Prompt
Copy the following rows word for word.

☆ ☆ ☆

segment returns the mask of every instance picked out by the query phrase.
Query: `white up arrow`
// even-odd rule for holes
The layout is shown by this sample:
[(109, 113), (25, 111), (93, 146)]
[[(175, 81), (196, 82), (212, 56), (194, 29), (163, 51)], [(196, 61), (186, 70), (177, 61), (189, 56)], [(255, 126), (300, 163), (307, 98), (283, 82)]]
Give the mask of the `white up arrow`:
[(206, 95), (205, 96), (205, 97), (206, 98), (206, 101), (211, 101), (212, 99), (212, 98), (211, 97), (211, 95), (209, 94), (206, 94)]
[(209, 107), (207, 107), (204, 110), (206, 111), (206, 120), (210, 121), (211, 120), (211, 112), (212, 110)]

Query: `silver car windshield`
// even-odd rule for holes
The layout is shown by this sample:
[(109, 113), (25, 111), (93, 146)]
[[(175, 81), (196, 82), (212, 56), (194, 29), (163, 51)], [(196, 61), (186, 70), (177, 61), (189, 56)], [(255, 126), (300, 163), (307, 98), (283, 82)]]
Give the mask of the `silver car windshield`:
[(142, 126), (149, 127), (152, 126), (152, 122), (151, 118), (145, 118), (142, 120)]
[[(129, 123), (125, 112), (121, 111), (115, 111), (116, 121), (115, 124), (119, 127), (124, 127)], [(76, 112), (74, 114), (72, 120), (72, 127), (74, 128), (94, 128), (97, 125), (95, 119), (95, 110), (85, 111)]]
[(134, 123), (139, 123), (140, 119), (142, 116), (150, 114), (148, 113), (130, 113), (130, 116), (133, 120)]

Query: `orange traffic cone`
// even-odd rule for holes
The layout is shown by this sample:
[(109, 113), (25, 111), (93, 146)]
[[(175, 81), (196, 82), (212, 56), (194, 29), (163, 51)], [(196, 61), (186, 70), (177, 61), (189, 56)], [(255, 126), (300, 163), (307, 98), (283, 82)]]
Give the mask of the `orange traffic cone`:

☆ ☆ ☆

Task result
segment returns the mask of every instance picked out by the query phrase.
Query: `white up arrow`
// even-odd rule for holes
The layout is shown by this sample:
[(109, 113), (25, 111), (93, 146)]
[[(175, 81), (196, 82), (212, 56), (194, 29), (163, 51)], [(196, 61), (186, 70), (177, 61), (189, 56)], [(255, 126), (300, 163), (307, 98), (283, 82)]]
Give the mask of the `white up arrow`:
[(206, 95), (205, 96), (205, 97), (206, 98), (206, 101), (211, 101), (212, 99), (212, 98), (211, 97), (211, 95), (209, 94), (206, 94)]
[(209, 107), (207, 107), (204, 110), (206, 111), (206, 120), (210, 121), (211, 120), (211, 112), (212, 110)]

Query: `silver car windshield`
// even-odd rule for holes
The layout is shown by this sample:
[(109, 113), (25, 111), (93, 146)]
[[(175, 81), (196, 82), (212, 56), (194, 29), (163, 51)], [(196, 61), (186, 70), (177, 61), (189, 56)], [(255, 126), (300, 163), (307, 98), (283, 82)]]
Give the mask of the `silver car windshield`:
[(142, 126), (149, 127), (152, 126), (152, 122), (151, 118), (145, 118), (142, 120)]
[[(129, 123), (125, 112), (121, 111), (115, 111), (116, 121), (115, 124), (119, 127), (124, 127)], [(76, 112), (74, 114), (72, 120), (72, 127), (74, 128), (94, 128), (97, 125), (95, 119), (95, 110), (85, 111)]]
[(134, 123), (139, 123), (140, 119), (142, 116), (150, 114), (148, 113), (130, 113), (130, 116), (133, 120)]

Query: `orange traffic cone`
// even-odd rule for holes
The layout is shown by this sample:
[(109, 113), (25, 111), (93, 146)]
[[(175, 81), (196, 82), (212, 56), (194, 29), (163, 51)], [(196, 61), (186, 70), (177, 61), (189, 56)], [(255, 126), (300, 163), (307, 98), (283, 82)]]
Give the mask of the `orange traffic cone`:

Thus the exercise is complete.